**What to do:** These records need to be repeated exactly, every one of them.

START Task material

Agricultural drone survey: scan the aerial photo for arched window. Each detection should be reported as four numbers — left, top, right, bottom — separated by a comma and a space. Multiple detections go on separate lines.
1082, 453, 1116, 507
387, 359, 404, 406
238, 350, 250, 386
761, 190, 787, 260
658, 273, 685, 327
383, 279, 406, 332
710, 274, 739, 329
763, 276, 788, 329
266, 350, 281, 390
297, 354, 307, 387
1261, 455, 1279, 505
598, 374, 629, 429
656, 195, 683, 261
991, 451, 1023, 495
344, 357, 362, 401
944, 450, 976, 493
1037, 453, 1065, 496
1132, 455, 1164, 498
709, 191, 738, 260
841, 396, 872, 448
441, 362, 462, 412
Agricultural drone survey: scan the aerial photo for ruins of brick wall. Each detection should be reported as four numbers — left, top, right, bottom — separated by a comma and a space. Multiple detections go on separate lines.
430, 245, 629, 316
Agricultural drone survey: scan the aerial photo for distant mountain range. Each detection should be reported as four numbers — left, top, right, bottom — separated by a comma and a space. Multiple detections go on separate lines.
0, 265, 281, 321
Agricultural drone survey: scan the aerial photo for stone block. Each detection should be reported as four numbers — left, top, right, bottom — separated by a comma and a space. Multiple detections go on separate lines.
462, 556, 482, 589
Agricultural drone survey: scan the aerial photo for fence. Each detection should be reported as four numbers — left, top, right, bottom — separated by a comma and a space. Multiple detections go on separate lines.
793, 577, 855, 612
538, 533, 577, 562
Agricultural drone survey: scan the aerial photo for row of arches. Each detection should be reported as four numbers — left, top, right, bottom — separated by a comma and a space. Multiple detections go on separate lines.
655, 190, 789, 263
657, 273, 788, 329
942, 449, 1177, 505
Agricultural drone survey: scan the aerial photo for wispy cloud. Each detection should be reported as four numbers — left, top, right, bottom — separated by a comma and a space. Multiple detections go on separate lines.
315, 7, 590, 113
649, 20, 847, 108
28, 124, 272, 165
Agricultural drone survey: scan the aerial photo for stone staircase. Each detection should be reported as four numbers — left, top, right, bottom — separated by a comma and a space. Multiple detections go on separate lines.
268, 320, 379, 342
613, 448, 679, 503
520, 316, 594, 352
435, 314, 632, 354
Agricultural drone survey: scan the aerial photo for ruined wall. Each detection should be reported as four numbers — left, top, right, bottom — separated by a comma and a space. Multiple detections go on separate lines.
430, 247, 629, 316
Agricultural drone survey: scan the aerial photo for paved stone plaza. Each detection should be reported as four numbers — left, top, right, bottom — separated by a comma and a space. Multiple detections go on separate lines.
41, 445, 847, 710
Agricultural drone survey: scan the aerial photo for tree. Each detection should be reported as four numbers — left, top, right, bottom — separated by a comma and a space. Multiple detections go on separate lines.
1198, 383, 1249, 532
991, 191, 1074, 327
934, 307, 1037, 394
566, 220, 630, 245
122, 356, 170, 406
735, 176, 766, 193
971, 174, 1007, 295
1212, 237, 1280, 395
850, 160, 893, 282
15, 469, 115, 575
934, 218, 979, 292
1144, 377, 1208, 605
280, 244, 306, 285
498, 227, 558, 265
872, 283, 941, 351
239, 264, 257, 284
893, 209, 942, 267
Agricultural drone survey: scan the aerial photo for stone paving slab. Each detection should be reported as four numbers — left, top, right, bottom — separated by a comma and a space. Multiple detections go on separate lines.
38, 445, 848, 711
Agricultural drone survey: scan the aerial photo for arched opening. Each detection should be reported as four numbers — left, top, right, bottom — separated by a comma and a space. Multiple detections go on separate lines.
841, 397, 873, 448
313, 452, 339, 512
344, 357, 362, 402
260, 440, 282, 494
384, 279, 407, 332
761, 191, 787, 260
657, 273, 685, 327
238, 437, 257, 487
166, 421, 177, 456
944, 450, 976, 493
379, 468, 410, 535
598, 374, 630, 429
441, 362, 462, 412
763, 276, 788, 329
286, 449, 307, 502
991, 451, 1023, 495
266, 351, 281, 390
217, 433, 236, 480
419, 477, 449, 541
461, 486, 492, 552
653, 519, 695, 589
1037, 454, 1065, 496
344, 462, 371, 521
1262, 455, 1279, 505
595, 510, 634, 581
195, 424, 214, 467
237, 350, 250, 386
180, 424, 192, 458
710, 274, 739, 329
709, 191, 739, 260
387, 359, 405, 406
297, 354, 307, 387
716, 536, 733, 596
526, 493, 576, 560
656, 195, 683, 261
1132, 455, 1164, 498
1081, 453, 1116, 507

END Task material

**Solution for this exercise:**
Agricultural drone survey: scan the aerial photo for arched window. Each detection should be reported as four numbers — left, top, right, bottom — separated by a comma and a space. Multiple detections go on separate lines.
1082, 453, 1116, 507
387, 359, 404, 406
238, 350, 250, 386
761, 190, 787, 260
658, 273, 685, 327
383, 279, 406, 332
710, 274, 739, 329
763, 276, 788, 329
266, 350, 281, 390
297, 354, 307, 387
1261, 455, 1279, 505
598, 374, 629, 429
656, 195, 683, 261
991, 451, 1023, 495
344, 357, 362, 401
944, 450, 976, 493
1037, 453, 1065, 496
1132, 455, 1164, 498
709, 191, 738, 260
841, 396, 872, 448
441, 362, 462, 412
Agricultural drone survey: scan the aerial photo for ruins of brick wall. Each detection should be reported as four numbers — left, top, right, bottom — separated by a comma and a space. Multiple detections go on separate lines.
430, 245, 629, 316
Agricultural drone survey: scan the aerial photo for distant mountain range. Each detection should be reported as four numbers — left, top, right, bottom — separated by a comma and a space. Multiple detections go on separate lines.
0, 265, 281, 321
Agricultural drone survey: scan the aerial photo for stone block. Each detection should be reported as four numbers — left, top, right, bottom — separated by a comma and a space. Multiple detections go on separate lines.
462, 556, 482, 589
Agricultural drone survey: scan the aerial photo for fence. Each detection should be reported as four numbers — left, top, right, bottom — separated by a comma and a space. Multiple detections go on separate lines.
793, 577, 855, 612
538, 533, 577, 562
Agricultural drone survey: scan the aerial photo for row of arches. Each detection should be reported as four numbers — left, top, right, bottom — separated by a comma and a space. Multiple detections go on separate lines.
655, 190, 789, 263
657, 273, 788, 329
942, 449, 1177, 505
Agricultural drone survey: scan the aerial photo for wispy cloud. Each detection should be reported as four numbers — left, top, right, bottom — separated by a comma and a space. Multiple detections go on separate lines.
315, 7, 590, 113
649, 20, 847, 108
28, 124, 272, 165
Agricultural drone survey: scan the aerial photo for stone staircase. Each detection should be reported as four numbers — left, top, right, bottom — separated by a comma and a space. Multiple detections go on separate lines.
268, 320, 379, 342
613, 448, 679, 503
520, 316, 594, 352
435, 314, 632, 354
Agricultural drone survey: scan the aerial photo for ruined wall. Each detection should be reported as four numbers — left, top, right, bottom — separated by a comma and a space. Multiple detections go on separate lines.
430, 247, 629, 316
Agricultural drone survey: scan the aerial photo for paved stone plaza. Each detection should be reported as four numbers — left, top, right, bottom — separated by a comma and a space. Multiple detections go on separate lines.
41, 445, 847, 710
Agricultural drone survey: scan the aerial photo for tree. Each detection should be reported as four numbers — left, top, right, bottom — separated by a comma and a space. Multiple detections go on separate lines.
1198, 383, 1249, 532
991, 191, 1074, 327
934, 307, 1037, 394
566, 220, 630, 245
122, 356, 170, 406
735, 176, 766, 193
971, 174, 1007, 295
1212, 237, 1280, 395
850, 160, 893, 282
15, 469, 115, 575
934, 218, 979, 292
1144, 377, 1208, 605
280, 244, 306, 285
498, 227, 558, 265
872, 283, 941, 351
239, 264, 257, 284
893, 209, 942, 267
Agricultural drone survey: scan the aerial photo for stone paving slab. Each detection should be reported as four numbers — left, top, right, bottom — separated by a comma and a space. Multiple detections go on separate lines.
38, 445, 848, 711
Agricultural drone survey: scan the aerial photo for arched opening. Each detection should be reported as four numbers — left, top, right, bottom — separated by a comma and a space. Multiple detections go on separate lines.
841, 397, 873, 448
313, 452, 339, 512
344, 357, 362, 402
260, 440, 282, 494
384, 279, 407, 332
761, 191, 787, 260
657, 273, 685, 327
238, 437, 257, 487
166, 421, 177, 456
944, 450, 976, 493
379, 468, 410, 535
598, 374, 630, 429
441, 362, 462, 412
763, 276, 788, 329
286, 449, 307, 502
991, 451, 1023, 495
266, 351, 281, 390
217, 433, 236, 480
419, 477, 449, 541
461, 486, 492, 552
653, 519, 695, 589
1037, 454, 1065, 496
344, 462, 371, 521
1262, 455, 1279, 505
595, 510, 634, 581
195, 424, 214, 467
237, 350, 250, 386
180, 424, 192, 458
710, 274, 739, 329
709, 191, 739, 260
387, 359, 405, 406
297, 354, 307, 387
716, 536, 733, 596
526, 493, 576, 560
656, 195, 683, 261
1132, 455, 1164, 498
1081, 453, 1116, 507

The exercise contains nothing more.